**What to produce:** The result should be the listing below restated word for word, with images left out.

**** Dataset content ****

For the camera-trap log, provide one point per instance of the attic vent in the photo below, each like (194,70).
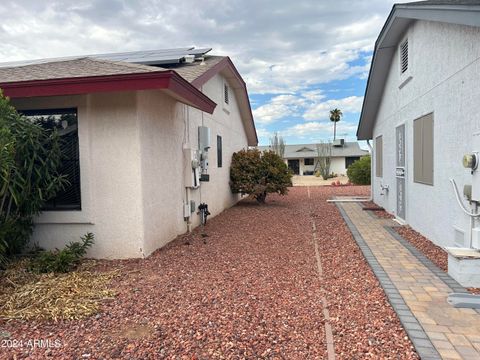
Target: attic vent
(226,94)
(404,56)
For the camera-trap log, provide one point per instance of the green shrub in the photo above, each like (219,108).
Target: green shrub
(61,260)
(29,158)
(255,173)
(360,171)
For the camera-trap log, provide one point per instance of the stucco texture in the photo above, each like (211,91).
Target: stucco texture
(444,66)
(132,169)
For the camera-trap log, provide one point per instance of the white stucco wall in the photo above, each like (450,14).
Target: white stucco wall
(166,128)
(110,176)
(132,171)
(445,68)
(337,166)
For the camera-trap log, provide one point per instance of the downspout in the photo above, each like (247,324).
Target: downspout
(371,170)
(187,141)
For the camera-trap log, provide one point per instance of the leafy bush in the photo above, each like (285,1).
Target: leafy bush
(255,173)
(62,260)
(29,158)
(360,171)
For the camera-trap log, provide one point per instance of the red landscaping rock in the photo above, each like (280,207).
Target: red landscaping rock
(249,290)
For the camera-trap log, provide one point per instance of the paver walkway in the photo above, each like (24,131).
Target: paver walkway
(416,289)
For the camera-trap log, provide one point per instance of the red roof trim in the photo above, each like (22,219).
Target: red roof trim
(125,82)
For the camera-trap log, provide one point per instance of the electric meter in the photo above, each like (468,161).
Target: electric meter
(470,161)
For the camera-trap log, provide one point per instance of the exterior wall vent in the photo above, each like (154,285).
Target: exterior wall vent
(338,142)
(404,56)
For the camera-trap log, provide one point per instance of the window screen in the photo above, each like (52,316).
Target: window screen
(308,161)
(65,121)
(379,156)
(219,151)
(423,150)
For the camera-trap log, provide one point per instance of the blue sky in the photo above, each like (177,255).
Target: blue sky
(300,59)
(302,116)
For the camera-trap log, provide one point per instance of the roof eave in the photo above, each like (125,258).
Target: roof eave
(399,19)
(167,80)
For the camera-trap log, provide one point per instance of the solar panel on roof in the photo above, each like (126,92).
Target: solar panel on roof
(154,57)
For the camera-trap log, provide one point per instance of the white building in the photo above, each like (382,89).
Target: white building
(132,122)
(302,158)
(421,109)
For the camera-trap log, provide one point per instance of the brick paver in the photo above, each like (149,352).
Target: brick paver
(454,333)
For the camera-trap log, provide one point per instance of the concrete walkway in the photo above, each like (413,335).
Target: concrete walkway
(416,288)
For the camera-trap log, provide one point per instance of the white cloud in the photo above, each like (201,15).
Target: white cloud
(309,105)
(279,107)
(278,45)
(317,129)
(351,104)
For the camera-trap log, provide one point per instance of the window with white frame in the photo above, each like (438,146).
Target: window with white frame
(66,124)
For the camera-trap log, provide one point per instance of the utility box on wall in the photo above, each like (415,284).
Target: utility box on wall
(476,172)
(203,138)
(191,161)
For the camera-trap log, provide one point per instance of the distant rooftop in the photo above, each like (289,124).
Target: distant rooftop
(299,151)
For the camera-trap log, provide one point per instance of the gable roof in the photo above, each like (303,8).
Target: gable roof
(167,69)
(81,67)
(85,75)
(300,151)
(461,12)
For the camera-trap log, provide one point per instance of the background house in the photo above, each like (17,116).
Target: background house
(302,158)
(141,129)
(421,109)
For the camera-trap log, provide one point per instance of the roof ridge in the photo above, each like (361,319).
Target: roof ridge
(93,59)
(124,63)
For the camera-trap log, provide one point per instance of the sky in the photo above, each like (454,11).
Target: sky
(300,59)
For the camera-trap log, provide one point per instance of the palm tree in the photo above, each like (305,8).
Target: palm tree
(335,116)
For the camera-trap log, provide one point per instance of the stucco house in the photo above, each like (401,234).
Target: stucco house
(421,111)
(302,158)
(148,138)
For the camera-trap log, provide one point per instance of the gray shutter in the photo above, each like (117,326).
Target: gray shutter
(427,149)
(417,150)
(379,156)
(423,150)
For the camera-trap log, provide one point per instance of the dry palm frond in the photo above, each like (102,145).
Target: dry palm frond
(70,296)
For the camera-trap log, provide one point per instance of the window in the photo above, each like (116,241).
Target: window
(226,94)
(219,151)
(65,121)
(379,156)
(308,161)
(349,160)
(423,150)
(404,56)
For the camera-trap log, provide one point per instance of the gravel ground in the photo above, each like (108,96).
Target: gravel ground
(433,252)
(248,290)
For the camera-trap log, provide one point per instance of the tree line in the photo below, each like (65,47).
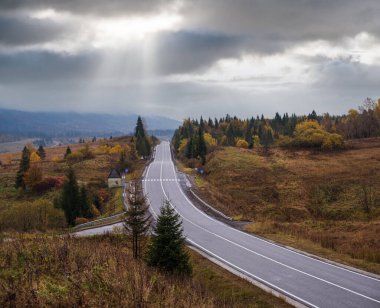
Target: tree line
(194,138)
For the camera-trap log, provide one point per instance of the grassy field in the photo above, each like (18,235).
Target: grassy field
(310,200)
(51,271)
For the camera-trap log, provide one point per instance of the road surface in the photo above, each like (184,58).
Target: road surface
(309,281)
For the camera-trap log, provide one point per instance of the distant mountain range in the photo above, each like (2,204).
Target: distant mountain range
(70,124)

****

**Output for this task:**
For the camera-trap log, provide one point per instance of the attic vent in the photo below, each like (194,70).
Target: attic vent
(226,94)
(404,56)
For the camera-trap log, provide one point per instance of the green shrub in the photo above, each like (219,108).
Target: green shrub
(61,260)
(29,158)
(255,173)
(360,171)
For the camera-trap log, provide one point per instance of the stucco texture in the photo above, each like (211,91).
Target: stucco texture
(444,66)
(132,169)
For the camera-trap log, provide one point per instance of the white stucco wall in the photo above, each like (450,14).
Target: white stucco wall
(166,128)
(110,176)
(132,171)
(445,68)
(337,166)
For the camera-trap log, provide one point per instance of the downspout in the photo above, each like (247,324).
Target: downspout
(371,170)
(187,141)
For the camera-trap log, provide one point per instance of the leafy bush in the photo above, each like (285,1).
Target: leafy bush
(255,173)
(62,260)
(29,158)
(360,171)
For the camera-trap log, provide one point per instance of the red landscaping rock in the photo above, each like (280,207).
Target: red landscaping rock
(249,290)
For the camera-trap log, provide one point per instance of the paver walkway in the photo above, each like (24,131).
Target: paver walkway
(416,289)
For the camera-trap log, provide one point per instance of the red roof trim in the photo above, each like (22,219).
Target: red roof trim
(125,82)
For the camera-trap log, provide one point per instance of the electric meter in the photo above, each like (468,161).
Target: electric meter
(470,161)
For the camera-trap log, provide one point per instance of the exterior wall vent in the photo above, each like (154,285).
Target: exterior wall vent
(338,142)
(404,56)
For the camera-trap log, provide one point per instance of the window screen in the photo above, each like (52,316).
Target: window screen
(308,161)
(65,121)
(379,156)
(219,151)
(423,150)
For the camera-trap log, provide one point per instance of the blue sky in the photo above, each like (177,255).
Target: blue sky
(300,59)
(302,116)
For the camera-trap log, provide one point per instance of the roof eave in the photo above, each like (125,258).
Target: roof eave
(399,19)
(167,80)
For the camera-trap log, provide one point per instance of the solar panel on roof in the photo above, each like (126,92).
Target: solar panel on roof
(154,57)
For the camera-trap log, provide one point per instance of the white building in the photo above, each like (382,89).
Target: white building
(132,122)
(302,158)
(421,109)
For the camera-trap log, provide one point per instance of the brick paver in the photo above, each like (149,352).
Target: brick paver
(454,333)
For the camera-trap log, provide one point per instance of the concrete walkway in the photo above, each like (413,335).
Target: concrete walkway
(416,288)
For the camera-trap log, provide one point per instance of the white cloud in the photo above, each like (201,15).
Target: white cloud
(309,105)
(279,107)
(278,45)
(317,129)
(351,104)
For the camera-trap log, provide one point per instance of the window with white frame in the photo above, each like (438,146).
Target: window with white frame
(66,124)
For the camera-trap log, provide one point per instance of the utility box on wall in the photo above, each like (415,284).
Target: utility box on wall
(476,172)
(203,138)
(191,161)
For the camera-trap log, provide one point per instance of the distant rooftop in the photo above, each like (289,124).
Target: distant rooftop
(299,151)
For the camera-trap log, provide one point per instance of the gable roof in the photo above, each like (303,8).
Target: gable roof
(167,69)
(81,67)
(85,75)
(300,151)
(461,12)
For the camera-trap log, provide one point per instance of the background house in the photo above, each like (17,116).
Target: background house
(302,158)
(141,129)
(421,109)
For the camera-trap log, provide one point per instance of the roof ridge in the photo above, each like (361,319).
Target: roof ridge
(93,59)
(124,63)
For the camera-trap log, provide one point per instance of the sky in the photo above, each like (454,11).
Target: sky
(300,59)
For the camera-trap log, provide one point per instance of the palm tree in the photo above, each like (305,8).
Target: palm tree
(335,116)
For the camera-trap log, provide one point per instance of the stucco house in the photo above, each like (401,234).
Target: stucco house
(421,111)
(302,158)
(148,138)
For the camera-trap log, provide one point per instance of the gray shutter in the photo above, each like (117,326).
Target: gray shutter
(427,149)
(417,150)
(379,156)
(423,150)
For the camera-trap log, provide one point per instance of the dry palm frond in the photo above, each like (102,145).
Target: dry palm frond
(70,296)
For the camera-trap log, provide one point per instance of the window in the photo above, each like (116,241).
Target: window
(226,94)
(219,151)
(65,121)
(379,156)
(308,161)
(349,160)
(423,150)
(404,56)
For the camera-trap log, provide one point per instance of the gravel ground in the photo above, each like (108,96).
Target: gravel ground
(433,252)
(248,290)
For the camera-trap log, provide one point per instance of the tree line in the photo below, each like (65,47).
Target: tree line
(194,138)
For the camera-trap log, provide one point per instance of the grassy field in the photo above, each like (18,235).
Target: grassy field
(310,200)
(51,271)
For the camera-trap log, provide one point per instance of the road surface in the photo above, each like (184,58).
Target: road surface
(309,281)
For the camera-trap log, provide one point per instance of the distant mountain range in the photo above, each like (2,204).
Target: distant mountain range
(70,124)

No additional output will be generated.